## TASK PROMPT
Reproduce word for word the stretch of lines below, from the line containing "of the tomahawk" through the final line, both included.

## RAW DATA
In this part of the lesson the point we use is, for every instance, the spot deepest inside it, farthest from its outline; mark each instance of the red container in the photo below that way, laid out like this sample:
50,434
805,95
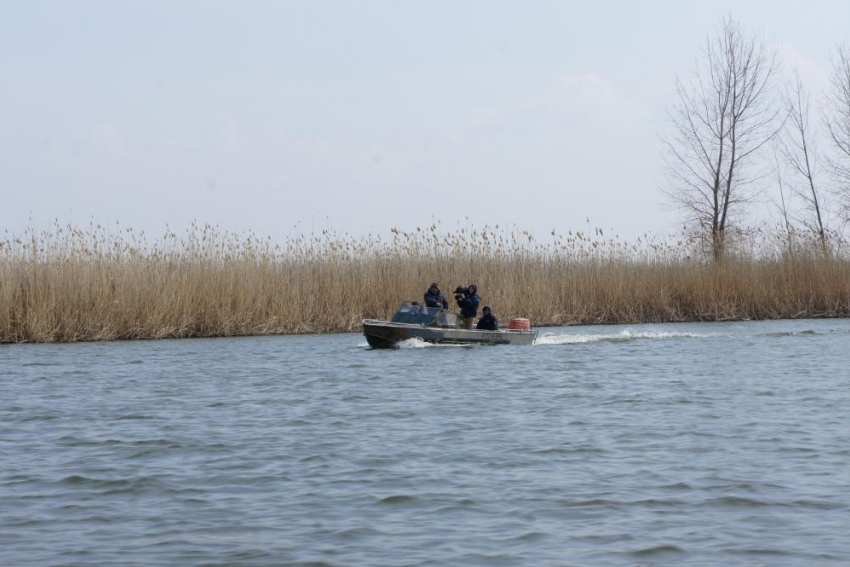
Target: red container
519,324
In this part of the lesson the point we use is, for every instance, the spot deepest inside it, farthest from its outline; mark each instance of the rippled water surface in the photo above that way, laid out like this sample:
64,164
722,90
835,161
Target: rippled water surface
692,444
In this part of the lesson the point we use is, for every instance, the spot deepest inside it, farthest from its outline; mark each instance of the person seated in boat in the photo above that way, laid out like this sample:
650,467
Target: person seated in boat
468,300
434,298
488,321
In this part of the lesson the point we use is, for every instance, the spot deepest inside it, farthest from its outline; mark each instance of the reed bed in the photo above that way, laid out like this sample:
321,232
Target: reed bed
98,283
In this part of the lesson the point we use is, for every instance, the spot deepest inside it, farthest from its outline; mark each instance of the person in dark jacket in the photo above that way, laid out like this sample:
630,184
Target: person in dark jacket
433,297
468,302
488,321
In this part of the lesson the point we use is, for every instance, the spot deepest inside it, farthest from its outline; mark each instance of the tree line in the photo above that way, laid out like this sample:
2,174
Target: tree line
741,128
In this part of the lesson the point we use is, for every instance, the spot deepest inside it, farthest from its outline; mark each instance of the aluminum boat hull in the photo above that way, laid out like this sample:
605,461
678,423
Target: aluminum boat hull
387,334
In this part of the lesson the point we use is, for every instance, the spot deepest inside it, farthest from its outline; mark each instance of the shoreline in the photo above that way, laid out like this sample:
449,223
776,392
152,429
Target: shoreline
70,285
360,330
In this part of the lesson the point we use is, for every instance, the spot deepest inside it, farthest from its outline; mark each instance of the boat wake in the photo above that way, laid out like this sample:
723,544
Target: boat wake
419,343
630,335
623,336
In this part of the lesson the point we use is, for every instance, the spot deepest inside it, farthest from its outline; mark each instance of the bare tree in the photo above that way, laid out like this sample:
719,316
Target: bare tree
836,114
784,206
798,146
723,116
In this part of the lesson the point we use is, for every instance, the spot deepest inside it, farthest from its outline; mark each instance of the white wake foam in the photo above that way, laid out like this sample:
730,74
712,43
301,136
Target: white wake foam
623,336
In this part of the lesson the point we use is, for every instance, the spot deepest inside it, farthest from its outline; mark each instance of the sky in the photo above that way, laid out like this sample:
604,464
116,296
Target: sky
288,117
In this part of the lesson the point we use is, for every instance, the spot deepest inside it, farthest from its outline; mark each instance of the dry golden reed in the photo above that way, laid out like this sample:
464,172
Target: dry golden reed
69,284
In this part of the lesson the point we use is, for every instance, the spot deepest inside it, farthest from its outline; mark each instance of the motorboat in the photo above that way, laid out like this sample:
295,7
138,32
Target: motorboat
440,326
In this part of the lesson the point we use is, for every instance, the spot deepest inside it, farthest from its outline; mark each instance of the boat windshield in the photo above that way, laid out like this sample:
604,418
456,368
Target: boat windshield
428,316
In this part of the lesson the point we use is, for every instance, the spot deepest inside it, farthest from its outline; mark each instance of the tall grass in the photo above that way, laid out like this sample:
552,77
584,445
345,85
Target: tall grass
72,284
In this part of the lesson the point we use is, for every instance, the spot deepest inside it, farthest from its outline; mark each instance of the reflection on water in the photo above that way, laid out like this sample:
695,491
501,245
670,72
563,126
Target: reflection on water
692,444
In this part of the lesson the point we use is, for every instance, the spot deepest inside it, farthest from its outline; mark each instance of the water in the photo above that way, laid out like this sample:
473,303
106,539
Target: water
693,444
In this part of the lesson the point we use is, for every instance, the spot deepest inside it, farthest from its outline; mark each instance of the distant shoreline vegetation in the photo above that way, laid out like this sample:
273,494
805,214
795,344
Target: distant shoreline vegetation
69,284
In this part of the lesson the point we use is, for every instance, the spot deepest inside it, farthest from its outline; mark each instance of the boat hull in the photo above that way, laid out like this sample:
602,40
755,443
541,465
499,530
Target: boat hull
385,334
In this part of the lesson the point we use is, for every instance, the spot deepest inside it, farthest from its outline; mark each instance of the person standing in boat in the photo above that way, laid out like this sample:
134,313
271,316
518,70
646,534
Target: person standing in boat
488,321
434,298
468,300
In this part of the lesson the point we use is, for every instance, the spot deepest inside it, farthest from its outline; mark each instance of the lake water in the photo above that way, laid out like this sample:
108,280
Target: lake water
679,444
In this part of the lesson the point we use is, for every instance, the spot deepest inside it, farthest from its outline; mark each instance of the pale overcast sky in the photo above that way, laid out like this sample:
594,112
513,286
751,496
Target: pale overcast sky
358,116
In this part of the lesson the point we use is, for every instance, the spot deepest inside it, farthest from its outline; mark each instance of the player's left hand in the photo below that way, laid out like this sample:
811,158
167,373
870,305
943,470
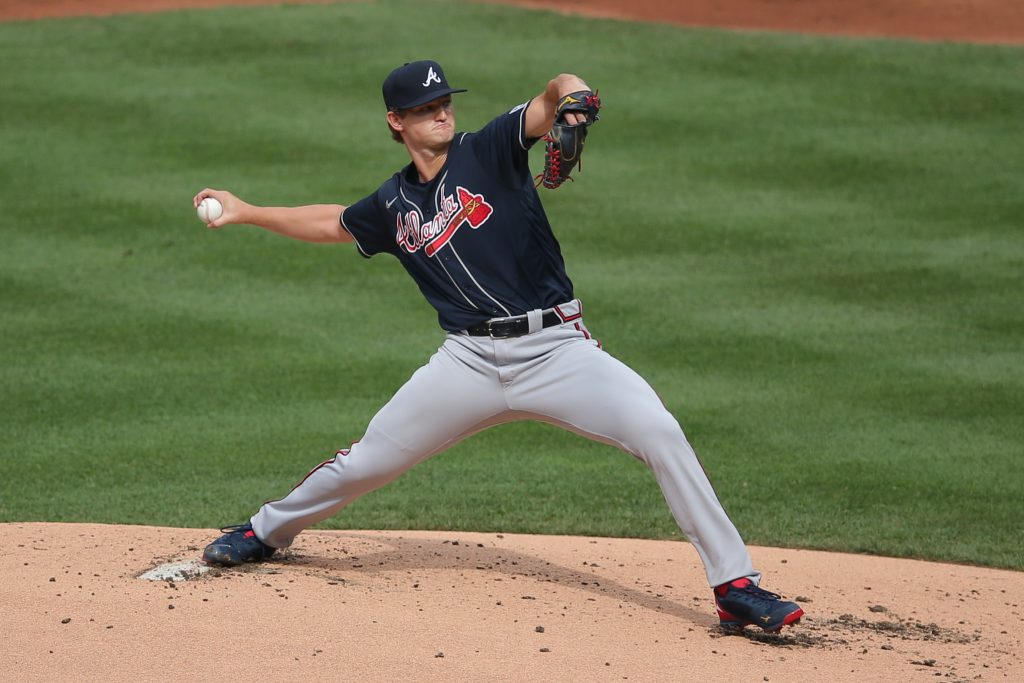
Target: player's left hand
563,145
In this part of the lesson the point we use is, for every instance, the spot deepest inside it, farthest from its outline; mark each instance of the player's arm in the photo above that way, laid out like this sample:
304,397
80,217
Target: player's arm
541,111
313,222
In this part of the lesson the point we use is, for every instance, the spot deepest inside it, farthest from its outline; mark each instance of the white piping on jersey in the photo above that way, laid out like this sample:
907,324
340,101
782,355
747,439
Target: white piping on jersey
341,219
522,123
485,293
437,193
437,199
456,285
411,203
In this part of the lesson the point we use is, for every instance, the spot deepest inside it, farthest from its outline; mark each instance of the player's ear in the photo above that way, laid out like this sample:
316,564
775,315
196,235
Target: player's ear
394,121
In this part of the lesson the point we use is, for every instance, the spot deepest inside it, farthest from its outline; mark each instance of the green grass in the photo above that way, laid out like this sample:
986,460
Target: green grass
811,247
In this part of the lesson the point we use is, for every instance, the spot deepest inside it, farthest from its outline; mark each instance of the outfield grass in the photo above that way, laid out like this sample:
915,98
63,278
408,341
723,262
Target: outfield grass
811,247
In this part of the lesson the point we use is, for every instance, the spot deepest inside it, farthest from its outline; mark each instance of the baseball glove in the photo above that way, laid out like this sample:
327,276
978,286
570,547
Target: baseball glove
563,145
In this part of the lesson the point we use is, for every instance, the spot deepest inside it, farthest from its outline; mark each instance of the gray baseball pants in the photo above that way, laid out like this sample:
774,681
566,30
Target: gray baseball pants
558,375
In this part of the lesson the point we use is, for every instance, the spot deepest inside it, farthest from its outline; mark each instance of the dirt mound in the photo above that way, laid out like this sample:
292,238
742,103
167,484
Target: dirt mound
443,606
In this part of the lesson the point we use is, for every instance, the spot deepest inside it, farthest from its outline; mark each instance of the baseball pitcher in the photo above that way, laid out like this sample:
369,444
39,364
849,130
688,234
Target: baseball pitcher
465,220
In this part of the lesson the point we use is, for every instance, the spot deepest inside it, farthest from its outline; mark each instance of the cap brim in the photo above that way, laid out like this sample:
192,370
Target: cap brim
431,96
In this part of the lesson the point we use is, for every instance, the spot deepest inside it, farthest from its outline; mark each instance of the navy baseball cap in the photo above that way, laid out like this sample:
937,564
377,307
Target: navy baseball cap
416,83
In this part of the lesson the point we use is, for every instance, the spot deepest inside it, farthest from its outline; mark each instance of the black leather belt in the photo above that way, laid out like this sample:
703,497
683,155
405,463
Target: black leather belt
503,328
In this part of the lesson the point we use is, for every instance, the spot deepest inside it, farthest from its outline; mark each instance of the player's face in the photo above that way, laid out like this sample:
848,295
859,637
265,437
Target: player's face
431,124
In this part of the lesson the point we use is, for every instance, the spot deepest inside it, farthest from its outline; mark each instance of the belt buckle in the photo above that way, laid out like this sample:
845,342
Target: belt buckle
499,335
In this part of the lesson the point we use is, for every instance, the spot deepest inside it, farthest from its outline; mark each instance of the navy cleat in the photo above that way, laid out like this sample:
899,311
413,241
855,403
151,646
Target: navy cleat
740,603
238,546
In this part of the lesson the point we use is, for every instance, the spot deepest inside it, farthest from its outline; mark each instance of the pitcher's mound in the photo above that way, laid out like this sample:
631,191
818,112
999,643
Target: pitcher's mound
455,606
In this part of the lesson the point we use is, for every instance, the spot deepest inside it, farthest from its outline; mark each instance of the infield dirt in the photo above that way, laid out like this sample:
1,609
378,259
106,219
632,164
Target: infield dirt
444,606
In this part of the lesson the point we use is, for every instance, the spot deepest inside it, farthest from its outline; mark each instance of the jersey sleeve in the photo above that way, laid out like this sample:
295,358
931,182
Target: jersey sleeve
367,222
503,142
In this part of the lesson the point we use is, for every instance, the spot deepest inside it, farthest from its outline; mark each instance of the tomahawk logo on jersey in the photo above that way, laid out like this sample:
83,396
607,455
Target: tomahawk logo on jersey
463,236
413,233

## EXERCISE RESULT
In this part of the lesson the point we use is, for every instance, the spot deepest inside it, farthest from its outline; mark each instance of the tomahawk logo on jersey in the photo above that way, laid out like this sample:
83,396
607,455
Target: tomahawk logo on jersey
463,236
413,233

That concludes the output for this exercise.